Mendeteksi Penyebab Kematian Janin di Kandungan

Tim medis bisa melakukan tes untuk menentukan penyebab kelahiran mati. Pertama, pemeriksaan akan dilakukan pada plasenta, membran plasenta, dan tali pusar, setelah persalinan. Lalu dokter akan meminta izin untuk menganalisanya di laboratorium untuk tes genetik dan otopsi terhadap bayi.

Kondisi ini memang sulit dilakukan karena Bunda pasti sangat berduka akibat kehilangan bayi. Tapi di sisi lain, Bunda bisa mendapatkan informasi yang berharga. Misalnya, jika bayi lahir mati sebagai akibat dari masalah genetik, Bunda bisa lebih waspada di kehamilan selanjutnya. Atau Bunda bisa akan merasa lebih tenang jika hasil tes menunjukkan bahwa kelahiran mati yang dialami ini tidak mungkin terulang lagi di kehamilan selanjutnya.

Pada banyak kasus, penyebab bayi lahir mati tidak pernah diketahui, meskipun investigasi telah dilakukan. Namun, ada beberapa penyebab umum bayi lahir mati, antara lain:

  • Plasenta abrupsi. Ini terjadi ketika plasenta mulai terpisah dari rahim sebelum bayi dilahirkan.

  • Pertumbuhan janin yang tidak baik. Bayi yang tumbuh terlalu lambat memiliki peningkatan risiko bayi lahir mati.

  • Cacat lahir. Masalah kromosom dan genetik serta cacat struktural bisa mengakibatkan bayi lahir mati.

  • Insiden tali pusar. Insiden yang melibatkan tali pusar bisa menyebabkan sebagian kecil bayi lahir mati. Ketika tali pusar tidak melekat dengan baik pada plasenta, bayi bisa kekurangan oksigen. Tali pusar abnormal menjadi hal yang wajar pada bayi yang sehat, tapi bisa juga menjadi penyebab bayi lahir mati.

■ **Catatan yang Diberikan**:
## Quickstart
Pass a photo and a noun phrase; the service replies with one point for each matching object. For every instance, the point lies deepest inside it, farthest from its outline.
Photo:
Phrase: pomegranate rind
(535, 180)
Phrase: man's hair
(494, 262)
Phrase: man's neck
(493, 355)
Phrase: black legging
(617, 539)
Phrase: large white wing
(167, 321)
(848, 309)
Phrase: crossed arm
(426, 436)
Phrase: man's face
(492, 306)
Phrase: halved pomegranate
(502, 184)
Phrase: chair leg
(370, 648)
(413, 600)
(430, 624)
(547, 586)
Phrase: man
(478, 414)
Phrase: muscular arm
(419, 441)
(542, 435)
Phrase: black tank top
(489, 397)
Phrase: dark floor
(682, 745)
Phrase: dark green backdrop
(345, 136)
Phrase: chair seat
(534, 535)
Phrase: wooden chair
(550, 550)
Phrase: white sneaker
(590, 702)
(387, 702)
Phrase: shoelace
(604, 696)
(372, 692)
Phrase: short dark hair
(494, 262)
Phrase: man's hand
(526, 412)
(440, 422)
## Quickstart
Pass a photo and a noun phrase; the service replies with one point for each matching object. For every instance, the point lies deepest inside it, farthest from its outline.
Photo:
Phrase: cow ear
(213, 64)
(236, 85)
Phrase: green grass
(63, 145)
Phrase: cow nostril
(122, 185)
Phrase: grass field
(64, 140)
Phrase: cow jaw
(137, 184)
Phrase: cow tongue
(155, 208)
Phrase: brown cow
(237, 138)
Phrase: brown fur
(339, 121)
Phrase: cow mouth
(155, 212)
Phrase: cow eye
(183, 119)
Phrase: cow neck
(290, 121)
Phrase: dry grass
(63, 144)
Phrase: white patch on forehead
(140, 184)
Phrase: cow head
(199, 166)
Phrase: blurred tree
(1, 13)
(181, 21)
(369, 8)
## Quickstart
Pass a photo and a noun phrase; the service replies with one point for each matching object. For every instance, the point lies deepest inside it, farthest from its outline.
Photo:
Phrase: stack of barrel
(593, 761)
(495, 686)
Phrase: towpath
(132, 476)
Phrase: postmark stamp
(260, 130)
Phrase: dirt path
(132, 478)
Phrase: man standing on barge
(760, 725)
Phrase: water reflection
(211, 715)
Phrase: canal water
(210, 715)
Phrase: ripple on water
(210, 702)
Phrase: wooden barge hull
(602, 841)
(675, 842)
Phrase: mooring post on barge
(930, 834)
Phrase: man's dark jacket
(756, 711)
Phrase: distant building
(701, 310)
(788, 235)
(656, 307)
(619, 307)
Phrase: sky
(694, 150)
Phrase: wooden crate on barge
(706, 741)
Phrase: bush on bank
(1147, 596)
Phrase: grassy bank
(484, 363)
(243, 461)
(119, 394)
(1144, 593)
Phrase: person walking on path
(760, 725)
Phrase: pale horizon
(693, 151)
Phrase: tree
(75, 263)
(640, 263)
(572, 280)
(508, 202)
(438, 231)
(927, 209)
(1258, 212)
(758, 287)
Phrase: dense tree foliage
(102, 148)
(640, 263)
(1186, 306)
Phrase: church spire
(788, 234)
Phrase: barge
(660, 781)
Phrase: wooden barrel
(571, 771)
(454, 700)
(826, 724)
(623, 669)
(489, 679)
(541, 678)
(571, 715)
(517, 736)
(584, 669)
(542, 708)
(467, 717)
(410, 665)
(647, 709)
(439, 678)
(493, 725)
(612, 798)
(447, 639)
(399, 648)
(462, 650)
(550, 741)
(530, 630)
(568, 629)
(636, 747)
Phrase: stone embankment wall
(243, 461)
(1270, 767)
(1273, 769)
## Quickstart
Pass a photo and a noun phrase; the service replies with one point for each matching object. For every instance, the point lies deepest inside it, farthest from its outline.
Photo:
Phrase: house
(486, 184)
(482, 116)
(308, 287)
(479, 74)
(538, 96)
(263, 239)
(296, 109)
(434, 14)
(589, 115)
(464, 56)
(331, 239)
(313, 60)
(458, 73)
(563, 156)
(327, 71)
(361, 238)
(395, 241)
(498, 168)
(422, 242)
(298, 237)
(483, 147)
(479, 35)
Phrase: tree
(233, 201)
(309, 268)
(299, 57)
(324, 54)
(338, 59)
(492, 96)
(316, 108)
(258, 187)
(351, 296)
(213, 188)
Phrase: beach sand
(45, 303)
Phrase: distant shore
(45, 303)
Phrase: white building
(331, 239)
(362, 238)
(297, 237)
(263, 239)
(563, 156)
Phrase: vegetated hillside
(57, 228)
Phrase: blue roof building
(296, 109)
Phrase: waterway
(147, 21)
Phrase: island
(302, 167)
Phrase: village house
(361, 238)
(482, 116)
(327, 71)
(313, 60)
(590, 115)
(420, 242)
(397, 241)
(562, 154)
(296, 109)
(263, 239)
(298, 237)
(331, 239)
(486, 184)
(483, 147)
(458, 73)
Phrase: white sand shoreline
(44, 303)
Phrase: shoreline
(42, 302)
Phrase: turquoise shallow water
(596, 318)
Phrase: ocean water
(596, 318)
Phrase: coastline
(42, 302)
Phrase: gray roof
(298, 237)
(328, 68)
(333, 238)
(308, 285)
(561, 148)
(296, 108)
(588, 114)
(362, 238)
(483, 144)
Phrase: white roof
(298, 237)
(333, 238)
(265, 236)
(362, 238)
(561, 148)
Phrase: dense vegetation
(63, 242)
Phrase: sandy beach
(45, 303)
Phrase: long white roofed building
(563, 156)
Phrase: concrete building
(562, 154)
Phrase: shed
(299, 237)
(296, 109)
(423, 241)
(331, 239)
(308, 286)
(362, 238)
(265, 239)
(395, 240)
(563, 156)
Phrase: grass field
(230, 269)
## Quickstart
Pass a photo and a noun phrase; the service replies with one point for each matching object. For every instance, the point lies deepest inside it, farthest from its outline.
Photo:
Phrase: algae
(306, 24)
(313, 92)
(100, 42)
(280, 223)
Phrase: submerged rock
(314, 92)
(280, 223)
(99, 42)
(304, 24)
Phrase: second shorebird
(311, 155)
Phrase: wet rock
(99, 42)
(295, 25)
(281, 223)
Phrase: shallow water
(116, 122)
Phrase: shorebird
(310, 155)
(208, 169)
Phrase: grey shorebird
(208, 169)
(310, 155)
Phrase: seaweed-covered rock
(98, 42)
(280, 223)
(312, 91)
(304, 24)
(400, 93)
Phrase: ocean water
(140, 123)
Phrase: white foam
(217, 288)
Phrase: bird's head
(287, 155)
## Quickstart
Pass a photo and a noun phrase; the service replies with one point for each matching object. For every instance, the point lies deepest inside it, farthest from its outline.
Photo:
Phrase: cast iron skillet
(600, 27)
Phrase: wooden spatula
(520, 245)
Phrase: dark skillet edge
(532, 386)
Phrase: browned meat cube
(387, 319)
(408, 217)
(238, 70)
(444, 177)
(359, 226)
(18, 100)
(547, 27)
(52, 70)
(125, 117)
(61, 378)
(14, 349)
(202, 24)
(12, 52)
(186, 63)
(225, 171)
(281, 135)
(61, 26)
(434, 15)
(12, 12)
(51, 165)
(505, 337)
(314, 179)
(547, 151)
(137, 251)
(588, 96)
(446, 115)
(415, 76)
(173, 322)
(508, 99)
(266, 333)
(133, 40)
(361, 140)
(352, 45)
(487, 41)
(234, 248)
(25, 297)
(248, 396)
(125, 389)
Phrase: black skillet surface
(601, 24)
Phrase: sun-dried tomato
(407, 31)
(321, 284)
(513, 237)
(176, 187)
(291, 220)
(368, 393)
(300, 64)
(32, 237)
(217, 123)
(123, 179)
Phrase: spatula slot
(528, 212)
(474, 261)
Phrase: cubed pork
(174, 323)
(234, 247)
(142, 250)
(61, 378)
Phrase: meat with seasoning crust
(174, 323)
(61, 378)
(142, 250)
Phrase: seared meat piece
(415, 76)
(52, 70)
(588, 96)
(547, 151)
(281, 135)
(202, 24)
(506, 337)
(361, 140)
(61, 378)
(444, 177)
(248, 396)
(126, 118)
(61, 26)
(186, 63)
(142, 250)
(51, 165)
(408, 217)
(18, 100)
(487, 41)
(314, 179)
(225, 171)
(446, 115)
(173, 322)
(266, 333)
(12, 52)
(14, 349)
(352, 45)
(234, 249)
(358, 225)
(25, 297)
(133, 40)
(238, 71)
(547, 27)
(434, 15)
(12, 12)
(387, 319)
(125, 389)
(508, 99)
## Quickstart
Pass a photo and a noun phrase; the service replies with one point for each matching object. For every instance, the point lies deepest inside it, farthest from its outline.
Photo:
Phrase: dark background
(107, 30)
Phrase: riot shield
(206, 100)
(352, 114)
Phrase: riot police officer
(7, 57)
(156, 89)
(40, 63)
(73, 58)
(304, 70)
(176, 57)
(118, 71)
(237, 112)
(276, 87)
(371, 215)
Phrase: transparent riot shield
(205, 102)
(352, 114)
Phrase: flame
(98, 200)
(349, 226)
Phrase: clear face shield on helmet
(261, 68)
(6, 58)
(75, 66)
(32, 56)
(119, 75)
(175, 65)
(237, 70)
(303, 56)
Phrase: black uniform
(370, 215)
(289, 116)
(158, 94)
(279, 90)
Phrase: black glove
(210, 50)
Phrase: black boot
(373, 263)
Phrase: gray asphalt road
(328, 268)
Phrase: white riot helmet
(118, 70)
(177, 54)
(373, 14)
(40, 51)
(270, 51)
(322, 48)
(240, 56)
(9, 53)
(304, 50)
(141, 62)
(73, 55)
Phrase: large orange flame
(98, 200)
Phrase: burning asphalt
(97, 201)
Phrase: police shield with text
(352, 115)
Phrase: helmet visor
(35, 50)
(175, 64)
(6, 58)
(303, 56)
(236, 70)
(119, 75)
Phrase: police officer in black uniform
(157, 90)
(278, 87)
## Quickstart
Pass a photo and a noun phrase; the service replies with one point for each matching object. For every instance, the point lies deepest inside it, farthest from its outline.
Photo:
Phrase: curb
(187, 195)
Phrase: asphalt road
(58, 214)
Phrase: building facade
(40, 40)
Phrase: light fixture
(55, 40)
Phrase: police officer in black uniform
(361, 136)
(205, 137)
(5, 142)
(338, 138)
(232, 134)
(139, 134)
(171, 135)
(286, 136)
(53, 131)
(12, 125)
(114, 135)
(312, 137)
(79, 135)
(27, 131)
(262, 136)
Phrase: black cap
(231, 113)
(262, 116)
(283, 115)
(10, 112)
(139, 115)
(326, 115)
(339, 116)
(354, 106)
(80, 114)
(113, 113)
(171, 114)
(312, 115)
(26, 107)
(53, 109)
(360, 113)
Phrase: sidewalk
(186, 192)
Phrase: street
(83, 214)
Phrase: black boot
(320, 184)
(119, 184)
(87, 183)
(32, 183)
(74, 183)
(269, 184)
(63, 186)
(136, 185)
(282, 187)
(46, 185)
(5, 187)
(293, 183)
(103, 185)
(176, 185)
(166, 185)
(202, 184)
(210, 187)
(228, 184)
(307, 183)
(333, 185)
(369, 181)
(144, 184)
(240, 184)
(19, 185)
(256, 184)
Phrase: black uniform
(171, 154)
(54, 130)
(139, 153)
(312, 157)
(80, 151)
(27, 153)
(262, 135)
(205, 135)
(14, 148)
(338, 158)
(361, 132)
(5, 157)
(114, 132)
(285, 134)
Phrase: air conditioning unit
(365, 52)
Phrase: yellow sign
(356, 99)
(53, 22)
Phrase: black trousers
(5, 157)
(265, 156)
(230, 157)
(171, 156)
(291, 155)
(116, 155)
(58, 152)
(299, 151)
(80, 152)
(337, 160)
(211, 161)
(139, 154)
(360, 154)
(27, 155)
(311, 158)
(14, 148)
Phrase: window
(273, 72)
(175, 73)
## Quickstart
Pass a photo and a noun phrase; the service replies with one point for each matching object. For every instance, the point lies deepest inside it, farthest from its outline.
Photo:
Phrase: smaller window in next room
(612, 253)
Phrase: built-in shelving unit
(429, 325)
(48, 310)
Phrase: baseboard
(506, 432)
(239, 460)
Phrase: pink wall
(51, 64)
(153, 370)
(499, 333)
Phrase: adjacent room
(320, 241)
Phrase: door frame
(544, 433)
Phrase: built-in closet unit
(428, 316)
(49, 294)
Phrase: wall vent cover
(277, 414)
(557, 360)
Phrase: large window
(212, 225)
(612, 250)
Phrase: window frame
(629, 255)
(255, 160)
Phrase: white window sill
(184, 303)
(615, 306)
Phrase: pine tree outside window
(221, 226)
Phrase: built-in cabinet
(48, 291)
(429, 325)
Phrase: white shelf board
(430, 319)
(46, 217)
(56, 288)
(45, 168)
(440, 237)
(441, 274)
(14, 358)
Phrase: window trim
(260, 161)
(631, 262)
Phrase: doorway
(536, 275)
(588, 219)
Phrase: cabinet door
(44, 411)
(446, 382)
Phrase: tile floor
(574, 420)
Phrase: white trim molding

■ **Yang Harus Dikerjakan**:
Tolong ringkas teks tentang penyebab kematian janin dalam dua kalimat.

■ **Jawaban**:
Setelah persalinan, tim medis dapat memeriksa plasenta, membran plasenta, dan tali pusar, lalu dengan izin menganalisanya di laboratorium untuk tes genetik dan otopsi bayi guna mencari penyebab kelahiran mati. Hasilnya bisa membuat Bunda lebih waspada atau lebih tenang di kehamilan berikutnya, dan meski penyebabnya sering tidak pernah diketahui, beberapa penyebab umumnya adalah plasenta abrupsi, pertumbuhan janin yang tidak baik, cacat lahir, dan insiden tali pusar.